= Texte à lire =

══════════

Les avions lâchaient toujours leurs bombes autour de nous. Une fois déshabillé, mon ami Freddie, toujours à mes côtés me suggéra d'essayer de glisser le long des cordes qui pendaient du bossoir du canot de sauvetage. Je serrais la corde avec mes bras et mes jambes. Ce cordage glissa dans mes mains, ma jambe droite fut brûlée par la corde, depuis l'aine jusqu'à la cheville. Je me suis retrouvé dans un canot dont le fond brûlait, je me suis échappé aussi vite que j'ai pu. Je réussissais à attraper un havresac flottant qui avait roulé sur le pont. Nous étions toujours bombardés. J'ai passé ce gros havresac sous mon bras gauche et j'ai barboté dans l'eau espérant être un chef de nage. Je devais m'éloigner du Lancastria avant qu'il ne coule et que je sois emporté avec lui. Par-dessus mon épaule, je vis que le Lancastria était tellement recouvert d'hommes paniqués et rampant que le navire était invisible. L'hélice du navire, immobile et grotesque, surplombait l'eau et puis doucement, les pales commençaient à plonger. Une cinquantaine d'hommes environ, accrochés à l'hélice chantaient "il y aura toujours une Angleterre".

 

Mon havresac se dérocha de moi. Affolé, je regardais rapidement, s'il y avait d'autre chose à saisir. Dans un geste désespéré, je me suis à nouveau accroché au havresac. Je coulais, l'eau était chaude, épaisse comme une soupe. Je réalisais que mon havresac ne flottait plus. Je devais le quitter, mon corps s'éleva vers la surface. Maintenant le Lancastria avait coulé. Soudain mon bras heurtait un objet flottant. C'était un aviron, perdu par un des canots de sauvetage. Assez grand pour me supporter sans difficultés. Par peur, je me mis à prier de toutes mes forces. La mer devenait de plus en plus noire, les hommes sur l'eau en étaient noircis. J'entendais de halètements de ceux qui étaient dans la zone où le navire avait sombré. Je savais que ce mazout, épais et noir m'atteindrait. Plusieurs milliers d'hommes flottaient autour de moi. Je me sentais faible et abandonné. Je vis non loin, un homme, "camarade, je ne peux plus nager" me disait-il. Je lui criais de saisir l'autre extrémité de l'aviron. L'épaisse couche de mazout parraîssait aussi lourde que du goudron et aussi épaisse et glissante que de la mélasse.

══════════

= Informations fournies =
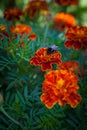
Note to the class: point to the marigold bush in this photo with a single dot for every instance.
(43, 65)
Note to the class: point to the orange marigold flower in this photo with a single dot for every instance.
(76, 37)
(35, 6)
(23, 29)
(41, 58)
(32, 36)
(13, 13)
(67, 2)
(63, 21)
(60, 86)
(3, 31)
(70, 66)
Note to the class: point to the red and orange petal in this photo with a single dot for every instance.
(32, 36)
(76, 37)
(63, 21)
(41, 58)
(13, 13)
(67, 2)
(74, 99)
(69, 65)
(47, 100)
(60, 86)
(21, 29)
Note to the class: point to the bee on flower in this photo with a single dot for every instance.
(45, 57)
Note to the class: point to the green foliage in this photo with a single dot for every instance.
(21, 82)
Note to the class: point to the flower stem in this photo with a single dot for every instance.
(6, 114)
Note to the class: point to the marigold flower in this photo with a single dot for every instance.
(70, 66)
(3, 31)
(63, 21)
(35, 6)
(60, 86)
(67, 2)
(13, 13)
(23, 29)
(76, 37)
(41, 58)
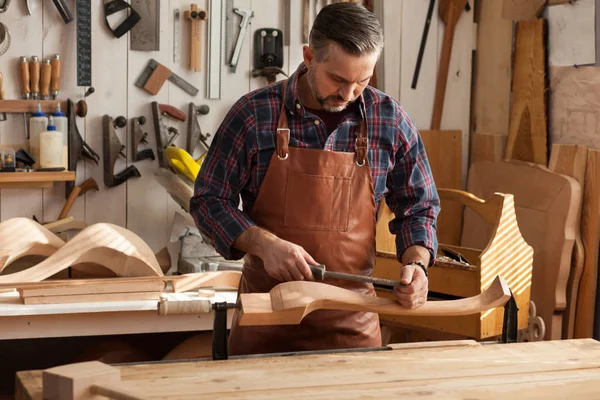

══════════

= Travail à faire =
Traduisez en anglais la phrase suivante, tirée du texte sur le naufrage du Lancastria : « Je savais que ce mazout, épais et noir m'atteindrait. » Les enregistrements forment un matériau distinct du texte.

= Résultat obtenu =
I knew that this thick, black fuel oil would reach me.